(Data drawn from a collection)
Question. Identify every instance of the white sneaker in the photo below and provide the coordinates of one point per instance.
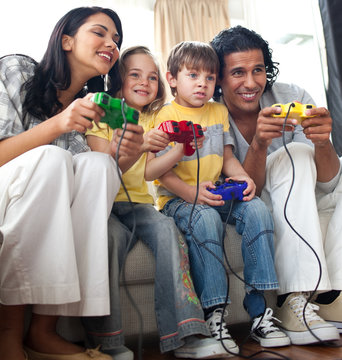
(219, 331)
(266, 333)
(290, 315)
(121, 353)
(201, 348)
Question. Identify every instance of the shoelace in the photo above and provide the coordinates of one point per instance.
(298, 302)
(214, 325)
(266, 324)
(93, 353)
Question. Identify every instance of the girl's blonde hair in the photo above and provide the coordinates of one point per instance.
(159, 101)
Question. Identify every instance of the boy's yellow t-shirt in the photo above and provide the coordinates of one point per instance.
(212, 115)
(133, 178)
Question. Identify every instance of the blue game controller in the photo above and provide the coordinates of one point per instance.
(230, 190)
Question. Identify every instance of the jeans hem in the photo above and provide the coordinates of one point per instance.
(271, 286)
(174, 341)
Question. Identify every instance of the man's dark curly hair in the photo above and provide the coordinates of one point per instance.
(237, 39)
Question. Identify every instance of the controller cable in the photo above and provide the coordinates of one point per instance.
(123, 270)
(300, 236)
(223, 265)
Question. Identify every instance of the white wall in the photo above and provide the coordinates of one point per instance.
(25, 27)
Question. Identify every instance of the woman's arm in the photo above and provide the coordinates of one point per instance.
(74, 117)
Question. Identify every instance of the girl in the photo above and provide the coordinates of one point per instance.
(54, 199)
(178, 311)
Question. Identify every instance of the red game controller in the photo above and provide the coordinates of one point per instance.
(181, 132)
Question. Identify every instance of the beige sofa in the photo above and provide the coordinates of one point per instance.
(140, 282)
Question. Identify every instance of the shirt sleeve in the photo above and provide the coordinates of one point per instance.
(12, 76)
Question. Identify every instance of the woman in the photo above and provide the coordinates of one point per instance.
(55, 200)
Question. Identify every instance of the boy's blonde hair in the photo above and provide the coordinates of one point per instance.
(161, 94)
(193, 55)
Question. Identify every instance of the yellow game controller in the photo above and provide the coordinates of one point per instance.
(297, 110)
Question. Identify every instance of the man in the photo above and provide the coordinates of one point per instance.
(247, 86)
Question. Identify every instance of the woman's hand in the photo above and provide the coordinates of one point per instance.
(79, 115)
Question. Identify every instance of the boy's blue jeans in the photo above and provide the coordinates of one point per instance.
(253, 221)
(178, 310)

- The exercise -
Can you reproduce the listing verbatim, from the line with "Question. Identify every instance of the white wall" through its final line?

- The completed task -
Question. Identify every instance of the white wall in the photo above and provide the coordinates of one point per instance.
(25, 27)
Question. Identify every instance of the woman's arm in the photo above and provide the coordinates of one point per instance.
(74, 117)
Question. Identify every instance of the girl in the photo above and provide the coordinates of one point per instance.
(54, 199)
(178, 311)
Question. Identify every instance of the red game controller in the photo above and provide the coordinates of one point per instance.
(181, 132)
Question. Identify every instance of the beige sofa in the photo above and provide the coordinates of one point per instance.
(140, 282)
Question. Identify every instance of the shirt sleeve in the photo above and provide the coordinates of one point per instance.
(12, 76)
Question. Identify every instance of the woman in the photo above and provide the coordinates of one point per instance.
(55, 200)
Question. Identify every instance of the boy's blonde hair in the photo above and provide the coordinates of one point per instance.
(161, 94)
(193, 55)
Question. Identify every instance of the yellow game controller in the photo above and provide the coordinates of one point per instance.
(297, 110)
Question. Identify every instance of the man in the photo above and provide the coordinates of one point per instance.
(247, 86)
Question. Identify every instance of the woman's hand in the photo above and provide the coordinates of one point per instance.
(79, 115)
Question. Identify every instance of the boy's blue jeans in the photo above and provide the coordinates of one point per instance.
(253, 221)
(178, 310)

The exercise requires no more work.